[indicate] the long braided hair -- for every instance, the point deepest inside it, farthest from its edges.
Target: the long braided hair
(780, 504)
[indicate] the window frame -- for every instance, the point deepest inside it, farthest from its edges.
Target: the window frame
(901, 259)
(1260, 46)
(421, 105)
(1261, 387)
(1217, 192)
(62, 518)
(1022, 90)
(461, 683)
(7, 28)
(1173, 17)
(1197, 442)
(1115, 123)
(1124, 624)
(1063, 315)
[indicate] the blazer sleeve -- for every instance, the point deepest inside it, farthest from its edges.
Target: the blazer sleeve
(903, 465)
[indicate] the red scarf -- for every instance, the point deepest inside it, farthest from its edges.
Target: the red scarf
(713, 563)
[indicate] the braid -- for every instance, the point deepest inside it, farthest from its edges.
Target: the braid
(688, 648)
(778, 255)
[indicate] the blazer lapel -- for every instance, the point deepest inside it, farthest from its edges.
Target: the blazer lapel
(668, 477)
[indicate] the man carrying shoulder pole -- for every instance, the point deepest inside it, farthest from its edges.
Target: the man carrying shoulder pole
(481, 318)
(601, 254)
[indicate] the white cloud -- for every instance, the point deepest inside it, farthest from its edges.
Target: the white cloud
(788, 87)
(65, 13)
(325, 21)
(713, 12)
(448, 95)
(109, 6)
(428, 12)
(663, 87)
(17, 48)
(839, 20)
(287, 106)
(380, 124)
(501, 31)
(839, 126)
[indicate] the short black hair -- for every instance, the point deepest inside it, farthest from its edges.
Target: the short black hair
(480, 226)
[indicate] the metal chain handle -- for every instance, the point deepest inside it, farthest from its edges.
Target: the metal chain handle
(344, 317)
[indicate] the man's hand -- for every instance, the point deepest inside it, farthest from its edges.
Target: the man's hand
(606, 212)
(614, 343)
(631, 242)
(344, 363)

▶ **Exercise instructions**: Rewrite every one of the records above as a numbered list, one line per item, and drop any blank lines.

▶ **The completed task**:
1. [indicate] the long braided hair -- for every instance, the point deepest inside it, farthest from its edges.
2. Target: the long braided hair
3. (780, 504)
4. [indicate] the window frame -- for every instance, the point deepest inside it, farthest from its edges.
5. Target: the window frame
6. (901, 259)
7. (1260, 46)
8. (421, 105)
9. (1261, 387)
10. (1217, 192)
11. (62, 518)
12. (1022, 90)
13. (461, 683)
14. (7, 28)
15. (1173, 17)
16. (1197, 442)
17. (1115, 123)
18. (1124, 624)
19. (1063, 315)
20. [indicate] the blazer sleeve -- for every instance, the point deepest inside it, farthest from its edges.
21. Target: the blazer sleeve
22. (903, 465)
23. [indicate] the red scarf -- for every instance, the point deepest inside it, farthest from its edges.
24. Target: the red scarf
25. (713, 563)
26. [indicate] the braid -- for every instance, the point deepest inside it, farthest from its edges.
27. Target: the braid
28. (688, 648)
29. (778, 255)
30. [indicate] the blazer lapel -- for every instance, the point deepest inside it, farthest from its edges.
31. Target: the blazer lapel
32. (668, 477)
33. [indicate] the man carrying shoulder pole -- for every instance, the point deepest inside it, farthest from its edges.
34. Target: the man carrying shoulder pole
35. (481, 318)
36. (601, 254)
37. [indicate] the white cloud -- for every instance, the point deepest inside it, farthest from its edges.
38. Target: the white cloud
39. (788, 87)
40. (65, 13)
41. (325, 21)
42. (713, 12)
43. (448, 95)
44. (109, 6)
45. (428, 12)
46. (663, 87)
47. (17, 48)
48. (839, 20)
49. (287, 106)
50. (380, 124)
51. (501, 31)
52. (839, 126)
53. [indicate] the short black hair -- for every instance, the point deepest inside it, farthest from its edges.
54. Target: the short black hair
55. (480, 226)
56. [indicate] the metal chain handle -- for every instance, the point deepest inside it, farthest from its edges.
57. Target: the metal chain handle
58. (344, 317)
59. [indicate] the man's hand -- for every instance, the point deepest inside it, farthest from its edges.
60. Target: the man's hand
61. (606, 212)
62. (614, 343)
63. (631, 242)
64. (344, 363)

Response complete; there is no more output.